| Goal of the exercise |
Format the entries below as a numbered list, leaving out any blank lines.

| Supplied information |
####################

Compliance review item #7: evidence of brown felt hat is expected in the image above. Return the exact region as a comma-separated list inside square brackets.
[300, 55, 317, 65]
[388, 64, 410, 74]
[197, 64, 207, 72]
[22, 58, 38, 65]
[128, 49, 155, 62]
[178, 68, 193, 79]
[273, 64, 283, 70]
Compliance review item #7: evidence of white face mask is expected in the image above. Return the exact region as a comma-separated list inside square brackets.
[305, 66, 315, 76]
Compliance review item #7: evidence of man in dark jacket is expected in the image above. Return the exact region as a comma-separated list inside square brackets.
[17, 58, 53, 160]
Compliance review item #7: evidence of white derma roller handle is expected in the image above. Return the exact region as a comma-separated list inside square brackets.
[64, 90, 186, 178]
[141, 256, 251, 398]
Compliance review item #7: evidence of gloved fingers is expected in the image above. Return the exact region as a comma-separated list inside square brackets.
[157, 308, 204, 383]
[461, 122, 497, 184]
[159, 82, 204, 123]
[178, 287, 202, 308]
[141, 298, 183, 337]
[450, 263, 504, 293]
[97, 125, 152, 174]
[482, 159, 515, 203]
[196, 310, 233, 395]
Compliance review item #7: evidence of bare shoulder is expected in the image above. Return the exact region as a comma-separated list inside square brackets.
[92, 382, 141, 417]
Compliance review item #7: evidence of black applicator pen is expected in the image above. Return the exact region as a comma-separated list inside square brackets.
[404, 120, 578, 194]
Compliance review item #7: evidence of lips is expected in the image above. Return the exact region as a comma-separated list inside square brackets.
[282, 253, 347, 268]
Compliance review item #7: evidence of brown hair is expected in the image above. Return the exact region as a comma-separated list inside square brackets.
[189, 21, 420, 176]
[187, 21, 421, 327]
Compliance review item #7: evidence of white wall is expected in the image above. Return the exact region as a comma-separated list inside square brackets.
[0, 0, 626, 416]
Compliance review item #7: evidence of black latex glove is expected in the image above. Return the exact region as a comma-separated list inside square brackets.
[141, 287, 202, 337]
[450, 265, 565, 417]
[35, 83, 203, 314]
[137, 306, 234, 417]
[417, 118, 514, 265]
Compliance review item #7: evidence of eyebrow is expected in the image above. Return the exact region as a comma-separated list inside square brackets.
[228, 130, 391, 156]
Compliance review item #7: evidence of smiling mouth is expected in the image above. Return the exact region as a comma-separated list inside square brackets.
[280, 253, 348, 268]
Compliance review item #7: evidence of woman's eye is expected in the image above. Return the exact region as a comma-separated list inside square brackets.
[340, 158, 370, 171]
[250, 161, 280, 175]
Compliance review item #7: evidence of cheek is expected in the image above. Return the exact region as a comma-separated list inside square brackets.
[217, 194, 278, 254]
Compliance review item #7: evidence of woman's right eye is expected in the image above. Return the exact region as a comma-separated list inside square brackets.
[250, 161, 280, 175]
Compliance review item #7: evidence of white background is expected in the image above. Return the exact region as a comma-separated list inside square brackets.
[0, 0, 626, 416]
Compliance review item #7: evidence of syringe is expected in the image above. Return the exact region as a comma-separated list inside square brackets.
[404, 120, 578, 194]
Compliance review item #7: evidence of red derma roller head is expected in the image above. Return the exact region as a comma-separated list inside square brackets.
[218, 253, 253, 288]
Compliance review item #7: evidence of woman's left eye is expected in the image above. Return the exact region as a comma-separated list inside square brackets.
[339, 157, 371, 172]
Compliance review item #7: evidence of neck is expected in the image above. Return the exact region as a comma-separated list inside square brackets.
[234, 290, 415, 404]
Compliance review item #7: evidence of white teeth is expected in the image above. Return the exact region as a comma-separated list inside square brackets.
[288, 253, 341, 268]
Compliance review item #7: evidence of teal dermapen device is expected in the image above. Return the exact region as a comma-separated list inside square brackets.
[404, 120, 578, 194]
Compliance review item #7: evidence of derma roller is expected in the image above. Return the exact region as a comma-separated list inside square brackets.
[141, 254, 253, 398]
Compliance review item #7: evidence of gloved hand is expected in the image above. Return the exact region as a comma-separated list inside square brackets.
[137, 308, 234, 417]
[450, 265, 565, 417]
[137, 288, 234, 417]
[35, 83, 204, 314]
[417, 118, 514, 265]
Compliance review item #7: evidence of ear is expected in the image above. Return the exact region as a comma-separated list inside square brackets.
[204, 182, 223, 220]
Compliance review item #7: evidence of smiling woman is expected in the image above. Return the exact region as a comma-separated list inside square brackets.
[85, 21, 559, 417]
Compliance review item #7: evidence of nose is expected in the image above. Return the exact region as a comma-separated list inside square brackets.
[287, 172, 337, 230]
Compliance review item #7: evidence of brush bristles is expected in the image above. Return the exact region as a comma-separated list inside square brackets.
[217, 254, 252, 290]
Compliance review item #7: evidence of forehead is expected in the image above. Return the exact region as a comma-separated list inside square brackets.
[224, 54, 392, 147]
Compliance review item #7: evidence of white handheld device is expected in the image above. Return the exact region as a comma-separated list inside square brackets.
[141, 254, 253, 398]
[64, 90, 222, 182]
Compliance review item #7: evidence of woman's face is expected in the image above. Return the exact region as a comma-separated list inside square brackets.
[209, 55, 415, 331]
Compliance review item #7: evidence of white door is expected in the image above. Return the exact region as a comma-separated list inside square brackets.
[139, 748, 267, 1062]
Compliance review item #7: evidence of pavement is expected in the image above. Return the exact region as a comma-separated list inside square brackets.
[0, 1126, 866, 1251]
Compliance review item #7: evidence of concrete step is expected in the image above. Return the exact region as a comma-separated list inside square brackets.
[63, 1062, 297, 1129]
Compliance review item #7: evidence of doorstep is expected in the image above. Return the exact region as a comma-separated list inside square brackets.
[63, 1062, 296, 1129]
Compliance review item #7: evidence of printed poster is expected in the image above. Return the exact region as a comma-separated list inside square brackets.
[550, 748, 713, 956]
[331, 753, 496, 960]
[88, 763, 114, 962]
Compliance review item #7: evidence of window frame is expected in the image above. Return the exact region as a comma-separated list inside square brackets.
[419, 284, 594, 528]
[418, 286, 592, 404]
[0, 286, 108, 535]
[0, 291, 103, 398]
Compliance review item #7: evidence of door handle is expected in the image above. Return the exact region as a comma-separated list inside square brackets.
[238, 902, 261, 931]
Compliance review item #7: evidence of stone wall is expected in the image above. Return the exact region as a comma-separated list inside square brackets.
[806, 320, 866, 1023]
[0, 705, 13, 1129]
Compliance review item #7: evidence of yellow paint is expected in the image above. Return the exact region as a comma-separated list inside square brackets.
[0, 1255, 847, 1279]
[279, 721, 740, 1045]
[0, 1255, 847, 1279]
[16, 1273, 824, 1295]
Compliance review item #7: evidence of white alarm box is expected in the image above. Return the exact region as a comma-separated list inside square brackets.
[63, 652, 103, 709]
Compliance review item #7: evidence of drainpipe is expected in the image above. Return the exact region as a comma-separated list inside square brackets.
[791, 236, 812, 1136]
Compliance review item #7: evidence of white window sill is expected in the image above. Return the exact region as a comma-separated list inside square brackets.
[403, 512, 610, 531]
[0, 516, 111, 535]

####################

| Correct output |
1. Compliance review item #7: evidence of brown felt hat is expected in the image above. Return the exact region as a comma-separated list inside square brackets.
2. [300, 55, 317, 65]
3. [388, 64, 410, 74]
4. [197, 64, 207, 72]
5. [22, 58, 38, 65]
6. [128, 49, 155, 62]
7. [178, 68, 193, 79]
8. [273, 64, 283, 70]
9. Compliance review item #7: evidence of white face mask is expected in the image above. Return the exact region as a comma-separated list inside square brackets.
10. [305, 66, 315, 76]
11. Compliance review item #7: evidence of man in dark jacket is expected in the image above. Return the exact region as a comma-separated list inside square brackets.
12. [17, 58, 53, 160]
13. Compliance review item #7: evidence of white derma roller handle is expected in the image above. Return the exact region as a comma-separated list inside square brackets.
14. [64, 90, 186, 178]
15. [141, 256, 251, 398]
16. Compliance review item #7: evidence of gloved fingers is expected in the image above. Return the exact region as a comma-separated list inside square brackets.
17. [157, 308, 204, 383]
18. [461, 122, 497, 184]
19. [159, 82, 204, 123]
20. [178, 287, 202, 308]
21. [141, 298, 183, 337]
22. [450, 263, 504, 293]
23. [97, 125, 152, 174]
24. [482, 159, 515, 203]
25. [196, 310, 233, 395]
26. Compliance review item #7: evidence of bare shoulder is expected in the image above. Return the exact region as a comma-separated list inside square brackets.
27. [92, 382, 141, 417]
28. Compliance review item #7: evidence of black applicator pen is expected in the image above. Return the exact region as a comma-separated list inside square brackets.
29. [404, 120, 578, 194]
30. Compliance review item #7: evidence of lips is expected in the image above. Return the exact region as a comma-separated list inside square brackets.
31. [282, 253, 347, 268]
32. Compliance review item #7: evidence of brown hair is expected in the image above. Return the exact region as a comma-separated list inside square brackets.
33. [189, 21, 420, 176]
34. [187, 21, 421, 327]
35. Compliance review item #7: evidence of white wall is expected in the image above. Return the exact region as a comma-separated list inside square brackets.
36. [0, 0, 626, 416]
37. Compliance review item #7: evidence of black latex glove is expected in the image above. Return the exact region as a comma-separated list inside square brackets.
38. [141, 287, 202, 337]
39. [450, 265, 565, 417]
40. [35, 83, 203, 314]
41. [137, 306, 234, 417]
42. [417, 118, 514, 265]
43. Compliance review item #7: evidence of eyebrow is expected in the image above. Return the exact region as a comma-separated list inside square brackets.
44. [228, 130, 391, 156]
45. Compliance review item #7: evidence of smiling mouth is expected in the image above. Return the exact region as a comma-separated list inside square brackets.
46. [280, 253, 348, 268]
47. Compliance review item #7: evidence of woman's eye is expected in the image above. Return the exact region as a comma-separated list inside square brackets.
48. [340, 158, 370, 171]
49. [250, 161, 280, 175]
50. Compliance review item #7: evidence of cheek is expected in the image above. Return the exact region as a comma-separated list inside square brackets.
51. [217, 194, 278, 254]
52. Compliance review item #7: evidence of woman's right eye is expected in the image above. Return the exact region as a comma-separated list inside square brackets.
53. [250, 161, 280, 175]
54. Compliance review item #7: evidence of white background is expected in the image above. Return the exact region as a comma-separated list inside square brackets.
55. [0, 0, 626, 416]
56. Compliance review item #7: evidence of syringe is expected in the image above. Return the exact region as a comma-separated list inside square brackets.
57. [404, 120, 578, 194]
58. Compliance review item #7: evidence of red derma roller head is expected in the image above. Return the exact region as a comma-separated list inside square brackets.
59. [218, 253, 253, 288]
60. Compliance review item #7: evidence of woman's left eye is expected in the image above. Return the exact region as a comma-separated list inside square brackets.
61. [339, 157, 371, 172]
62. Compliance review item #7: evidence of neck is expected in the image above. Return the exact region as a comma-separated list inside square brackets.
63. [234, 290, 415, 404]
64. Compliance review item #7: evidence of white teeth is expected in the image above. Return the exact region as a comma-separated list inside square brackets.
65. [288, 253, 341, 268]
66. Compliance review item #7: evidence of teal dermapen device is expected in the image above. Return the exact region as a comma-separated list inside square brackets.
67. [404, 120, 578, 194]
68. Compliance review item #7: evidence of derma roller is expected in the image above. Return the exact region as a comma-separated list inside square brackets.
69. [141, 254, 253, 398]
70. Compliance review item #7: evidence of gloved hand is expected in the image above. Return the exact region as a comma-separated list inside square brackets.
71. [137, 308, 234, 417]
72. [450, 265, 565, 417]
73. [137, 288, 234, 417]
74. [35, 83, 204, 314]
75. [417, 118, 514, 265]
76. Compliance review item #7: evidence of ear is expected in the image above. Return the exact region as a comma-separated list inside square brackets.
77. [204, 182, 223, 220]
78. Compliance review item #7: evidence of smiling woman is expected in the image above. Return the exact region as a comma-separated list inside square brackets.
79. [85, 21, 559, 417]
80. Compliance review item #7: evidence of nose is expected in the image above. Return the exact region as a comma-separated list inside square brackets.
81. [287, 172, 337, 230]
82. Compliance review item #7: evidence of brush bristles is expected in the image above. Return the exact region as a comma-separated list inside square brackets.
83. [217, 254, 252, 290]
84. Compliance review item #7: evidence of forehead is expected in the image above. Return the exact region as a comma-separated list inside square brackets.
85. [224, 54, 392, 147]
86. Compliance review item #7: evidence of white handheld device is expected in the image above. Return the exact region as a comma-separated list inside square brackets.
87. [141, 254, 253, 398]
88. [64, 90, 222, 182]
89. Compliance review item #7: evidence of woman's face is expected in the image above. Return the exact region as a comma-separated list inside square brackets.
90. [209, 55, 415, 331]
91. Compliance review item #7: evidence of white door is expected in the image above. Return the exact region as a comma-separated list inside square brackets.
92. [139, 748, 267, 1062]
93. Compliance review item #7: evidence of pavement is expected in the image above. Return the exact region as a comma-separated list inside square brackets.
94. [0, 1126, 866, 1251]
95. Compliance review item #7: evidence of concrete step is expected in the image above. Return the exact region as a comma-separated list inside square brackets.
96. [63, 1062, 297, 1129]
97. Compliance review item #7: evidence of doorstep is expected in the image above. Return the exact region as a comma-separated list inside square brackets.
98. [63, 1062, 296, 1129]
99. Compliance review item #7: evidence of printed poster is expected in the image above. Return the exact region as a comma-separated list inside square brackets.
100. [550, 748, 713, 956]
101. [331, 753, 496, 960]
102. [88, 763, 114, 962]
103. Compliance review item #7: evidence of window frame is expected in the image above. Return the exact region as a comma-separated list inside square brackets.
104. [419, 284, 594, 528]
105. [418, 286, 592, 404]
106. [0, 286, 108, 535]
107. [0, 291, 103, 398]
108. Compliance review item #7: evidence of door handle is expected in the image above. Return the exact region as a comma-separated list inside square brackets.
109. [238, 902, 261, 931]
110. Compliance review item #7: evidence of stone wall is expected in the image above. Return the exact region as a comma-separated list inside square brackets.
111. [806, 320, 866, 1023]
112. [0, 705, 13, 1129]
113. Compliance review item #7: evidence of yellow paint is expected in the image above. Return the exact region as a comma-separated list inside square brackets.
114. [0, 1255, 847, 1279]
115. [279, 721, 740, 1045]
116. [0, 1255, 847, 1279]
117. [16, 1273, 824, 1295]
118. Compliance review item #7: evidence of white alarm box is expected in the image above. Return the exact region as a comma-separated list inside square brackets.
119. [63, 652, 103, 709]
120. Compliance review item #7: evidence of drainpipe is expected in the image above. Return the exact region as a comma-separated list inside square brackets.
121. [791, 236, 812, 1136]
122. Compliance review item #7: evidence of white window sill is expected in the image above. Return the exact region as a comma-separated list inside square brackets.
123. [403, 512, 610, 531]
124. [0, 516, 111, 535]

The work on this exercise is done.